(Beginning of Page excerpt)

The last Wordle
If this summer has taught me anything, it’s that games have great power to help us manage our mental state during difficult times.
If this summer has taught me anything, it’s that games have great power to help us manage our mental state during difficult times.
With news that The New York Times Company has purchased the wonderfully simple web-based Wordle, it felt like something of a bookend to falling in love with the game during my COVID isolation in December.
The game is simple, it’s limited, it’s contemplative, and its explosion coincided with its addition of a simple way to share your path to a solution without spoiling the puzzle of the day.
More than the game itself, the emoji grid was the innovation that deserved to see Josh Wardle earn his million dollar payday.
That grid is such a perfectly formed conceptual unit. A ‘together alone’ moment that helps us connect around a game without ruining the game for others. That last part – the ability to avoid ruining the fun for others – is solved by Wordle in a way that is impossible if you wanted to share something about that movie or TV show you just watched.

(End of Page excerpt)
(Beginning of Data extract)

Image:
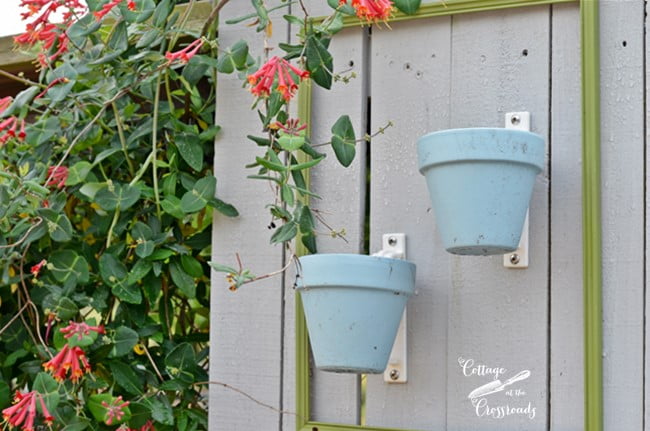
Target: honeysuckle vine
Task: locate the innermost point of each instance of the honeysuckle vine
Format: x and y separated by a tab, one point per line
107	198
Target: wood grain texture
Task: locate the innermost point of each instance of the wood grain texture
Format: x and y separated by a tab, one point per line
567	334
246	326
334	397
410	87
497	316
622	147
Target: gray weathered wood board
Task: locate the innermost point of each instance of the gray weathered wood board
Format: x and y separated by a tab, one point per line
335	397
246	325
463	71
410	87
622	146
498	316
566	325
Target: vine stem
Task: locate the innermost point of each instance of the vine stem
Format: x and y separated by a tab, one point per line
20	79
120	132
270	274
213	15
21	240
13	319
250	397
154	143
153	364
116	217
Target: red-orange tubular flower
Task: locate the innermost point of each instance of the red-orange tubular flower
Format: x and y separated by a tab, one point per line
23	412
8	129
57	176
43	31
372	10
80	329
185	54
262	81
71	359
5	102
36	269
115	410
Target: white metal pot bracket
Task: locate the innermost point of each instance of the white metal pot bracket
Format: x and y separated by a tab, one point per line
393	245
519	257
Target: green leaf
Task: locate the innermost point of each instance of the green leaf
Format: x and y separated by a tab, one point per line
90	189
41	131
182	280
343	140
78	173
123	341
117	196
291	142
346	8
162	11
23	98
224	208
125	377
100	413
84	26
309	241
60	91
319	62
143	10
58	225
80	339
119	40
68	268
287	195
223	268
409	7
181	363
139	271
197	198
63	306
49	388
234	58
192	266
172	206
144	249
115	275
286	232
140	414
190	150
161	410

(End of Data extract)

▶ What you should do: Carry on the text about Wordle, starting right after its final sentence.

▶ Result of the task:
Of course, we’re also in the midst of megascale game industry consolidation. Take Two is buying Zynga. Microsoft is buying Activision Blizzard. Sony is buying Bungie. Everyone is screaming ‘METAVERSE!!!’ and the pandemic is no small part of the reason why. More than just gamers now grasp why virtual spaces driven by powerful game engines will play a big role in our social and work futures.
If you control technology that can create beautiful spaces you want to spend time in, you have a better foothold on the future of our social lives when we can’t be together in person.
But Wordle is a reminder that simple things also have a place in the 21st Century. If you’re worried about the NYT buyout ending your Wordle fun, you should remember that the entire game is just a webpage. You can save Wordle to your computer and play it until it runs out of words (there’s over 8 years of answers in there). You could even edit the word lists and make your own private Wordle to share with friends or family if you wanted to.
Change an answer to MARRY for a word nerd proposal.
Wordle was made as a love letter to Josh Wardle’s partner because she loved word games. He then landed on a share function that made his game explode for no other reason than the ability to share in the joy of a once-a-day word game.
I get that some folks were upset the game has been sold after he suggested the game was something of a gift to the world. But without some kind of backer it would have simply shut down one day due to hosting costs or some other hassle for him to keep serving it up to millions of players for free.
I prefer to take the optimistic view. It’s lovely when something so simple, so uncommercial, and so elegant gets a chance to shine, and that its creator is rewarded for making it for us.